▸ Requirement: Below is a listing to write out in full, exactly as given, without its pictures.

# Start of Dataset records

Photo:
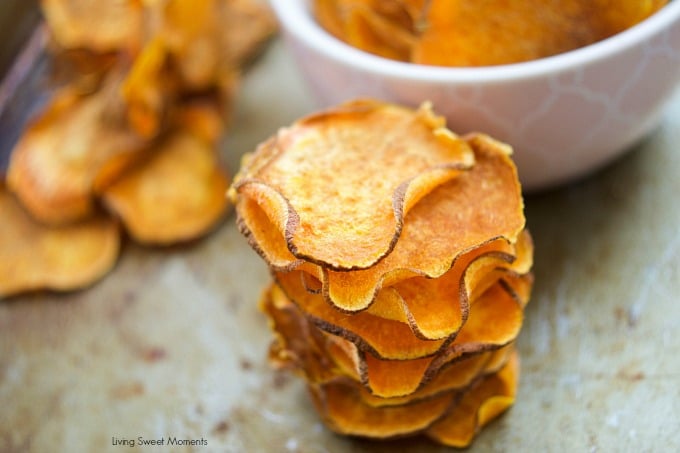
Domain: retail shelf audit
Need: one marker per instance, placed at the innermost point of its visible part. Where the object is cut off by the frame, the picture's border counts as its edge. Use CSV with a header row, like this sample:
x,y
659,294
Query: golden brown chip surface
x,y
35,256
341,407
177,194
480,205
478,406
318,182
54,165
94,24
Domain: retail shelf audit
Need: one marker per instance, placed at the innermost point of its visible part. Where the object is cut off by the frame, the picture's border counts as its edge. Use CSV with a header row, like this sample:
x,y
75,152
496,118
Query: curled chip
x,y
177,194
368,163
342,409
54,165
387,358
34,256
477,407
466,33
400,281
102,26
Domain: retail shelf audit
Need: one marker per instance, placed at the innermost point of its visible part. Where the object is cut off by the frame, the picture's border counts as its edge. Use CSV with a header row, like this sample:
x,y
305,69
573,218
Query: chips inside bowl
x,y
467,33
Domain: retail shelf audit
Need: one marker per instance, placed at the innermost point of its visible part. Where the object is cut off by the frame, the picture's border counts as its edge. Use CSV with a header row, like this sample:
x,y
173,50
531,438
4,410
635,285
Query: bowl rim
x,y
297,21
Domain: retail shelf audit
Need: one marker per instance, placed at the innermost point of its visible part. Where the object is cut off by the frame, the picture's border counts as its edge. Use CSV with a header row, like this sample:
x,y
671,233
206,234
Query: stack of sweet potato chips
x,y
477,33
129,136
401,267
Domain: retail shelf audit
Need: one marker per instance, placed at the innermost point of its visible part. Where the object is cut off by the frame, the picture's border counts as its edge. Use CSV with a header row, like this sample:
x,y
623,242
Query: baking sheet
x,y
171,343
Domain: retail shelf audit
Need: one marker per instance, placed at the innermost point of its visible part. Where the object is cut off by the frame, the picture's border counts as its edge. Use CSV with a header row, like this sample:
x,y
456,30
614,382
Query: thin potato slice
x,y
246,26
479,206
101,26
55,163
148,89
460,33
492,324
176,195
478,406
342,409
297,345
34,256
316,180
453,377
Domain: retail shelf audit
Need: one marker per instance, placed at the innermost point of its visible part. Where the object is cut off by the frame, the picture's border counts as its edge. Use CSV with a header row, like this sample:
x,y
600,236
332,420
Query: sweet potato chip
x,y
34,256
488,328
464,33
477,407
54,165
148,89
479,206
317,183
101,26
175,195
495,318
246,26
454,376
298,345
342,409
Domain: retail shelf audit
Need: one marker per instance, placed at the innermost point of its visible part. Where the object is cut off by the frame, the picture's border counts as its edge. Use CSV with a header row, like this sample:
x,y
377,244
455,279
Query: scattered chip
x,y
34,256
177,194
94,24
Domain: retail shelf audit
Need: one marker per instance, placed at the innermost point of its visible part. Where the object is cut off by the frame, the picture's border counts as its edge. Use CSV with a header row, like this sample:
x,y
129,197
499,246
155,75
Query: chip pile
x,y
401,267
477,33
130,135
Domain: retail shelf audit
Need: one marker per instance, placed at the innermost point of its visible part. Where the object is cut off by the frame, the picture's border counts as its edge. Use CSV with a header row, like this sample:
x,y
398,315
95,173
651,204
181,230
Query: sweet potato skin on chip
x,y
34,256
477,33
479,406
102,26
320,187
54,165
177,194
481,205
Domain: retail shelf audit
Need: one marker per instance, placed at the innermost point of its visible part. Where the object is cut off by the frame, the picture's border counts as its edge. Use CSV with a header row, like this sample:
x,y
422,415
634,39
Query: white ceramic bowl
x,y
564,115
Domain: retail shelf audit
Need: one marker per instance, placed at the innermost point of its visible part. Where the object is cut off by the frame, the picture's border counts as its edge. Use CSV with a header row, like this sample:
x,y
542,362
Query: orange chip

# End of Dataset records

▸ Final result:
Photo:
Domain: retail shelf audit
Need: one marker per instance, placed at the innermost point of its visible part. Where the object is cut off by the frame, the picture's border counts as its edge. Use CSV with a header row, like this sample:
x,y
659,294
Query: golden brown chip surface
x,y
35,256
341,407
177,194
480,205
478,406
318,182
54,165
94,24
Domain: retail shelf audit
Need: one marker per instance, placed at the innermost point of its visible part. Where the object is cut off by the frame, the picture's border counts as its edge. Use CSV with a header row, like this sample:
x,y
75,152
496,118
Query: curled chip
x,y
177,194
368,163
342,409
54,165
387,358
34,256
477,407
466,33
400,281
102,26
Domain: retail shelf audit
Need: one marker per instance, placed at the innermost point of its visible part. Where the object is cut off by the frame, the picture's border counts as its edge. Use CSV with a header row, like this sample:
x,y
305,69
573,218
Query: chips inside bowl
x,y
467,33
Domain: retail shelf audit
Need: one marker per instance, placed at the innermost point of its visible part. Where the object is cut off by the frame, the picture's border counts as its edge. Use CSV with a header row, like this sample:
x,y
173,50
531,438
4,410
635,285
Query: bowl rim
x,y
297,21
Domain: retail shelf audit
Need: one marker per instance, placed at the innermost point of its visible part. Where the object is cut off by the frame, the picture's border counts as its edge. Use CSV with a header row, like this sample:
x,y
671,233
206,234
Query: stack of sweet potato chips
x,y
477,33
129,136
401,267
Domain: retail shelf audit
Need: one marker per instance, placed at the innermost point of its visible part. Where the object is cut off by the frame, the picture's border counts as its edge. Use CSV with a header row, like this sample:
x,y
623,242
Query: baking sheet
x,y
171,343
Domain: retail shelf audit
Need: one marker per instance, placed at the innermost point of its visible part. Where the object is cut off by the frame, the picture's border counts as its edge. Use CSV with a header row, like this sample:
x,y
456,30
614,382
Query: thin potato slice
x,y
246,26
479,206
101,26
55,163
148,89
460,33
492,324
176,195
478,406
342,409
297,345
34,256
316,180
453,377
Domain: retail shelf audit
Need: one marker per instance, placed at the innermost point of its visible part. Where the object is cut off by the frame, the picture's border counts as its edge. Use CSV with a header row, like this sample:
x,y
600,236
332,420
Query: sweet potato chip
x,y
34,256
488,328
464,33
477,407
54,165
148,89
479,206
317,183
101,26
175,195
495,318
246,26
454,376
298,345
342,409
Domain: retail shelf audit
Need: one marker per instance, placed at the innermost point of its visible part. Where the object is cut off by the frame, the picture's border counts as its edge. Use CSV with a header row, like this sample:
x,y
377,244
455,279
Query: scattered chip
x,y
34,256
177,194
94,24
Domain: retail shelf audit
Need: one marker per instance, placed at the innermost point of its visible part. Where the object is cut off by the frame, the picture's border counts as its edge. Use CSV with a header row, like this sample:
x,y
129,197
499,246
155,75
Query: chip pile
x,y
401,267
477,33
130,135
Domain: retail shelf audit
Need: one marker per instance, placed at the innermost point of its visible part. Where the object is cut off by the frame, the picture's border counts as its edge. Use CSV with a header row, like this sample:
x,y
398,315
95,173
651,204
181,230
Query: sweet potato skin on chip
x,y
34,256
477,33
479,406
102,26
320,187
54,165
177,194
481,205
Domain: retail shelf audit
Need: one marker per instance, placed at the innermost point of its visible part. Where the object is cut off by the frame, the picture's border counts as its edge. Use CSV with a header row, like this sample:
x,y
422,415
634,39
Query: white ceramic bowl
x,y
564,115
Domain: retail shelf audit
Need: one marker per instance, placed at the innermost point of its visible part. Where the object is cut off by the frame, the picture's border counts as its edge. Use CSV with a header row, like this sample:
x,y
542,362
Query: orange chip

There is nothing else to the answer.